Problem to solve:
Retype the records that come next, word for word.

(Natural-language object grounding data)

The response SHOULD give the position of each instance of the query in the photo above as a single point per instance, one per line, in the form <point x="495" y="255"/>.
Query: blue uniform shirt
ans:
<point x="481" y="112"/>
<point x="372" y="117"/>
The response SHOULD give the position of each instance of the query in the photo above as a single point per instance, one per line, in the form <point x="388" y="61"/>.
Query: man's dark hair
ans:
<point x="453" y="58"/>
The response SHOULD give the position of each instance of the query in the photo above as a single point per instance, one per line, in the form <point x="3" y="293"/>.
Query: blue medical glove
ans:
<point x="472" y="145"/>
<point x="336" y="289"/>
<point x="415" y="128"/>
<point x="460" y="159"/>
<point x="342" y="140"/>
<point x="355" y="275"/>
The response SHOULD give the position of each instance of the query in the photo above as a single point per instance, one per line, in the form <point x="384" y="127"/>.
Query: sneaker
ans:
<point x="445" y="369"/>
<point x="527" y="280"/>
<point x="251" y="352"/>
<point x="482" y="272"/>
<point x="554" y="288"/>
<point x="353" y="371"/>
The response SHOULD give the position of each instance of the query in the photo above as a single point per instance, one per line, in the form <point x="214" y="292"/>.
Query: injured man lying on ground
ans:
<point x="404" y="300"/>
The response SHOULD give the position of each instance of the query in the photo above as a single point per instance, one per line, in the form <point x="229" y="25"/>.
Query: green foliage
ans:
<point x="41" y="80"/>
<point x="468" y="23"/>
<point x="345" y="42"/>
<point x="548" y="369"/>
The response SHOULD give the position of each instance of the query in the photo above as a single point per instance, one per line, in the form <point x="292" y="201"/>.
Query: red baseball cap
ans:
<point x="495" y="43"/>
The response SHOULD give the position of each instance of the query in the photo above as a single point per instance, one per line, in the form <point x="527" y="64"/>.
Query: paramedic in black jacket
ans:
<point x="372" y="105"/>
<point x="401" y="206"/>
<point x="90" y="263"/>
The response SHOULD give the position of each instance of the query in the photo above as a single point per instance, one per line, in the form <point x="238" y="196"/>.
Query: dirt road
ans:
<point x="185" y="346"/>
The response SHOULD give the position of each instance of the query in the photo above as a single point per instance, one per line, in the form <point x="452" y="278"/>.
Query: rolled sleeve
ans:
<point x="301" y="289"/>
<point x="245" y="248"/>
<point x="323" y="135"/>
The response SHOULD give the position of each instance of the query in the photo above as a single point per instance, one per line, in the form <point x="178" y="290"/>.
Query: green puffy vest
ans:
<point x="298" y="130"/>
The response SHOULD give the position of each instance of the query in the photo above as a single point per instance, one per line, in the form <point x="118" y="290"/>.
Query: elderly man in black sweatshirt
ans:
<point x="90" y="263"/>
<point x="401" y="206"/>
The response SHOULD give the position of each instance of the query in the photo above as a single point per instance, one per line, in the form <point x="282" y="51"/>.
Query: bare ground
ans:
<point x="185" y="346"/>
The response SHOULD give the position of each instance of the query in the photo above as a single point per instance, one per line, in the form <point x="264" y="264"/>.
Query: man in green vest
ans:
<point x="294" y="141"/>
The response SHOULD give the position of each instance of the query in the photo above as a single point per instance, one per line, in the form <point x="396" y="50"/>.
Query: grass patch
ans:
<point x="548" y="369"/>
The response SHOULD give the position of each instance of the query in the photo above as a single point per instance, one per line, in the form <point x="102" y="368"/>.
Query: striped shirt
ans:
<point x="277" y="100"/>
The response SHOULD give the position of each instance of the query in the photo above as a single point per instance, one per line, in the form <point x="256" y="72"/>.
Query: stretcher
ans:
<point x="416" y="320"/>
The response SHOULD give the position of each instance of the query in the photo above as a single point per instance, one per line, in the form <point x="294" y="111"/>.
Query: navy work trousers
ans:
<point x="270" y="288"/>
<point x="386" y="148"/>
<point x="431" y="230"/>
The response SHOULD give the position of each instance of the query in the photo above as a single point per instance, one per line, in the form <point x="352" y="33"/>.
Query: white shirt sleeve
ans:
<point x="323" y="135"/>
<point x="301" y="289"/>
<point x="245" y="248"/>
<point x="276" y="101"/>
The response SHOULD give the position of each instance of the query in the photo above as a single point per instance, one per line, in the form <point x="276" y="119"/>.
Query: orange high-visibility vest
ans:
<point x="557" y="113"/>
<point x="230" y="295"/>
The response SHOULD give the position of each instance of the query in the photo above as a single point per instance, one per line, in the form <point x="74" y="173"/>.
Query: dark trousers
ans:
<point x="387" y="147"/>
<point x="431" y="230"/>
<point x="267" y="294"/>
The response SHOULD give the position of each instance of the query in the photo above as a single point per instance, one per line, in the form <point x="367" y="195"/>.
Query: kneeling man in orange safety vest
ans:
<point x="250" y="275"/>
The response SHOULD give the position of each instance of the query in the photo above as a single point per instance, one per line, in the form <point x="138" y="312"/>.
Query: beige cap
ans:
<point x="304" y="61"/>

Solution for this exercise:
The response SHOULD give the position of each instance of the query in the photo above as a single point per instance, one per line, in the form <point x="495" y="255"/>.
Query: blue uniform shirt
ans:
<point x="481" y="112"/>
<point x="372" y="117"/>
The response SHOULD give the position of each instance of the query in the photo above as a single point per instance, one per line, in the form <point x="388" y="61"/>.
Query: man's dark hair
ans:
<point x="453" y="58"/>
The response SHOULD give the position of each instance of the query in the photo above as a single point per instance, one per line, in the form <point x="3" y="293"/>.
Query: blue medical glove
ans:
<point x="472" y="145"/>
<point x="336" y="289"/>
<point x="415" y="128"/>
<point x="460" y="159"/>
<point x="342" y="140"/>
<point x="355" y="275"/>
The response SHOULD give the position of each instance of the query in the photo above as a single point per instance, one per line, in the form <point x="384" y="127"/>.
Query: sneaker
ans:
<point x="445" y="369"/>
<point x="527" y="280"/>
<point x="251" y="352"/>
<point x="482" y="272"/>
<point x="554" y="288"/>
<point x="353" y="371"/>
The response SHOULD give the position of each instance of the query in the photo above as a single point per instance, one per line, in the form <point x="214" y="292"/>.
Query: injured man lying on ground
ans:
<point x="404" y="300"/>
The response SHOULD give the position of each instance of the query in the photo above as a single point per instance, one per line, in the form <point x="229" y="25"/>.
Query: green foliage
ans:
<point x="41" y="80"/>
<point x="468" y="23"/>
<point x="345" y="42"/>
<point x="548" y="369"/>
The response SHOULD give the position of each instance of the query in the photo above as a single point per instance, one per line, in the form <point x="292" y="201"/>.
Query: red baseball cap
ans:
<point x="495" y="43"/>
The response SHOULD give the position of each instance of the query in the photo above as a single point per instance, one per line, in the form <point x="527" y="64"/>.
Query: paramedic in black jacket
ans:
<point x="372" y="105"/>
<point x="401" y="206"/>
<point x="90" y="263"/>
The response SHOULD give the position of each instance of the query in the photo above as a single point per instance, one per line, in the form <point x="238" y="196"/>.
Query: dirt road
ans:
<point x="185" y="346"/>
The response SHOULD give the position of each instance of the query in the photo above as a single point per instance, one per line, in the form <point x="452" y="278"/>.
Query: rolled sleeve
ans:
<point x="301" y="289"/>
<point x="245" y="248"/>
<point x="323" y="135"/>
The response SHOULD give the position of each instance of the query in the photo above as a single point per instance, one per line, in the form <point x="178" y="290"/>.
Query: green puffy vest
ans:
<point x="298" y="130"/>
The response SHOULD give the position of each instance of the query in the photo above as a single point per instance, one per line, in the form <point x="118" y="290"/>.
Query: elderly man in black sweatshirt
ans:
<point x="90" y="263"/>
<point x="401" y="206"/>
The response SHOULD give the position of each instance of the query in the photo above as a single point per instance, one per line, in the form <point x="282" y="51"/>.
Query: bare ground
ans:
<point x="185" y="346"/>
The response SHOULD give the position of each instance of the query in the photo above as a single point per instance, one per line, in the form <point x="264" y="264"/>.
Query: man in green vest
ans:
<point x="294" y="141"/>
The response SHOULD give the position of each instance of the query in the photo above as a single point per instance, one per line, in the form <point x="396" y="50"/>.
Query: grass patch
ans:
<point x="548" y="369"/>
The response SHOULD give the position of each instance of the query in the photo above as a single point per instance, one per line, in the form <point x="102" y="368"/>.
Query: striped shirt
ans:
<point x="277" y="100"/>
The response SHOULD give the position of each instance of the query in the photo above as a single point per instance, one per line, in the form <point x="256" y="72"/>.
Query: stretcher
ans:
<point x="416" y="320"/>
The response SHOULD give the position of each instance of the query in the photo above as a single point per instance, one per line, in the form <point x="294" y="111"/>.
Query: navy work trousers
ans:
<point x="270" y="288"/>
<point x="386" y="148"/>
<point x="431" y="230"/>
The response SHOULD give the position of each instance of the query in the photo above as a single point per instance, one per line, in the form <point x="352" y="33"/>.
Query: white shirt sleeve
ans:
<point x="323" y="135"/>
<point x="301" y="289"/>
<point x="245" y="248"/>
<point x="276" y="101"/>
The response SHOULD give the position of each instance of the query in the photo above as a single point per instance, one per line, in the form <point x="276" y="119"/>.
Query: orange high-visibility vest
ans:
<point x="557" y="113"/>
<point x="230" y="295"/>
The response SHOULD give the position of each instance of the query in the photo above as a single point per instance, one per line, in the form <point x="74" y="173"/>.
Query: dark trousers
ans:
<point x="387" y="147"/>
<point x="431" y="230"/>
<point x="267" y="294"/>
The response SHOULD give the position of each instance of the query in the photo above as a single point per instance, one per line, in the form <point x="367" y="195"/>.
Query: kneeling man in orange safety vest
ans:
<point x="250" y="275"/>
The response SHOULD give the position of each instance of the query in the photo above as a single point per instance, one per line, in the form <point x="138" y="312"/>.
Query: beige cap
ans:
<point x="304" y="61"/>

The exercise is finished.